*** Page excerpt ***
A model working and producing a personally.desired outcome are two separate things.
The assumption of a labor shortage because of low nominal unemployment is incorrect - the gig economy is thin margin as it is even with poor pay. It utilizes the previously "idle" labor in a marginal business model but without sufficient demand in other sectors it only provides a low floor.
You are citing a political opinion from a newspaper to prove somehow supply and demand is not a natural law. What is next, an article in Astrology Today arguing 1 + 1 != 2.
"the maximum that the landlord can get for it" is a function of (approximately the minimum of) [1] the amount of money the tenant earns and [2] the price of the tenant's alternatives.
Just because [1] increases, doesn't necessarily mean [2] does.
There is a simpler model that works very well across the whole world. Rent is tied to the price of real estate, which is tied to the purchasing power of the average person living in the area. At some point it's not even worth for the renters to rent out and keep themselves outside the reach of rent controls because their property simply goes up in value and they can take loans against it. As banks expand credit at low risk premium, now to everybody thanks to the new income from UBI prices will only go up. Bank lending drives prices in the end and income and rates are the key factors.
Or just allow developers to build more housing, preferably high density.
The problem with the high cost of housing in markets like San Francisco, is the wealthy capitalists owing real estate create regulations preventing any new housing from being developed.
I see this line of thinking a lot, but it's a bad one. It's understandable that people think like this in a place like SF where landlords have grabbed up a lot of salary increases, but it really doesn't work that way.
If it was true, rents would keep climbing to 90+% of incomes but they don't. It would also imply that any other income income increases or redistribution (widespread pay rises, social security, etc etc) were pointless, you might as well give up on any kind of redistribution entirely.
Of course, if there was a UBI, there would be increased demand for stuff that low income people need like housing and food. That's the whole point of increasing equality! Shifting consumption from sports cars and chandeliers to food and shelter is the goal. But then supply would shift to compensate.
Another advantage of UBI is that even if you do wrongly assume it doesn't result in any net redistribution, it's still beneficial, because it smoothes income over the lifecycle, and a smoother income is much less stressful and unpleasant than a choppier income.
> I see this line of thinking a lot, but it's a bad one.
You can't just state that and it be true.
> It's understandable that people think like this in a place like SF where landlords have grabbed up a lot of salary increases, but it really doesn't work that way.
Yet, it does work that way. In every city I have ever lived in, it's worked that way. For rent in particular, any excuse that more can be paid leads to higher rent prices. A company built a new office nearby? Rent goes up. More "affluent" people are moving into a particular area? Rent goes up. And so on.
> If it was true, rents would keep climbing to 90+% of incomes but they don't.
*** End of Page excerpt ***
*** Supplied data ***
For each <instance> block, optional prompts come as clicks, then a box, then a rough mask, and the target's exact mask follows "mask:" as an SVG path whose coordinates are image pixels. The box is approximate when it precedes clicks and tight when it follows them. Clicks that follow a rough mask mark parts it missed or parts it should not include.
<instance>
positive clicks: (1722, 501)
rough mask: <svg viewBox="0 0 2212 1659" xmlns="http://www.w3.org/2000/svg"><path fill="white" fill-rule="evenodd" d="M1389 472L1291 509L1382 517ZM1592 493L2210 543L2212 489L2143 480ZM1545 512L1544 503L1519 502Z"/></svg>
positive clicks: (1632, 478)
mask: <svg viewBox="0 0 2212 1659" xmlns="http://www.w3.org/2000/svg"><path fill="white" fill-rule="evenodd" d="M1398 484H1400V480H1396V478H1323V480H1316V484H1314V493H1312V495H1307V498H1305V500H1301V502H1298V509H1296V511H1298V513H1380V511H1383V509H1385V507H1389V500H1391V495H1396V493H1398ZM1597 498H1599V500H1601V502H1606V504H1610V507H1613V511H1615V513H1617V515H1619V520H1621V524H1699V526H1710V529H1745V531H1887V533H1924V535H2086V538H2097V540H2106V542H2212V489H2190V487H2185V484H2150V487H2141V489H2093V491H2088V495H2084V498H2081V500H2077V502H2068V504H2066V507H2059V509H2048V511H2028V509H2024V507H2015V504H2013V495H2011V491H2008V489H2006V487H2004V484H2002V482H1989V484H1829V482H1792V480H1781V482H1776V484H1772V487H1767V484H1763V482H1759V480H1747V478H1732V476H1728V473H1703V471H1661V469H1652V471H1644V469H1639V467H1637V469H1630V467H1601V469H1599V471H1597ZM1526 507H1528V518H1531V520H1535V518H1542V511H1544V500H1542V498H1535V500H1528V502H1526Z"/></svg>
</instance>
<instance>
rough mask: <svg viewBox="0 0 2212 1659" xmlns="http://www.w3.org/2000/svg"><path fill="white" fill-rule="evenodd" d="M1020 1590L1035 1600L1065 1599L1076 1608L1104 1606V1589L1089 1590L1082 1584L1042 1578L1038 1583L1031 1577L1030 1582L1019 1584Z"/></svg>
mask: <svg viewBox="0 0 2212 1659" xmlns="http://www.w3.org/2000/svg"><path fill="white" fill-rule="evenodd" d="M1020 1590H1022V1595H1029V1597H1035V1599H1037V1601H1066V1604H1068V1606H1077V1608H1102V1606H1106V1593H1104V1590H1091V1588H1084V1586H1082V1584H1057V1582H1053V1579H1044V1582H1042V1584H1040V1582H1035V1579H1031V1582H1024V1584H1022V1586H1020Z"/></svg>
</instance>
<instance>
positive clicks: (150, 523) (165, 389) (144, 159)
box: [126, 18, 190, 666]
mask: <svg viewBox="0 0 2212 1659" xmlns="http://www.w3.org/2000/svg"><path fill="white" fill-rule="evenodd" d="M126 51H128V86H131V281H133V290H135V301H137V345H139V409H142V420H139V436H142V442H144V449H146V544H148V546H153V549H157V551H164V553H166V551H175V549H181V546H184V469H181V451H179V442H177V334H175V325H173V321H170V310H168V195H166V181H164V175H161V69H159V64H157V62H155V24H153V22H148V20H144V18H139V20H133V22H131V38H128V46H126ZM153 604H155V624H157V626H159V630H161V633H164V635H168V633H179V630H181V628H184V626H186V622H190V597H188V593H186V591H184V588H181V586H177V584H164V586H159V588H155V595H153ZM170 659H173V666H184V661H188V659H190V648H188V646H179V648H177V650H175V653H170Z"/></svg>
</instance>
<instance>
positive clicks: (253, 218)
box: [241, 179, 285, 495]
*** End of Supplied data ***
- _The problem_: Print the passage of the rent discussion from "You are citing" to "arguing 1 + 1 != 2.".

- _Exercise response_:
You are citing a political opinion from a newspaper to prove somehow supply and demand is not a natural law. What is next, an article in Astrology Today arguing 1 + 1 != 2.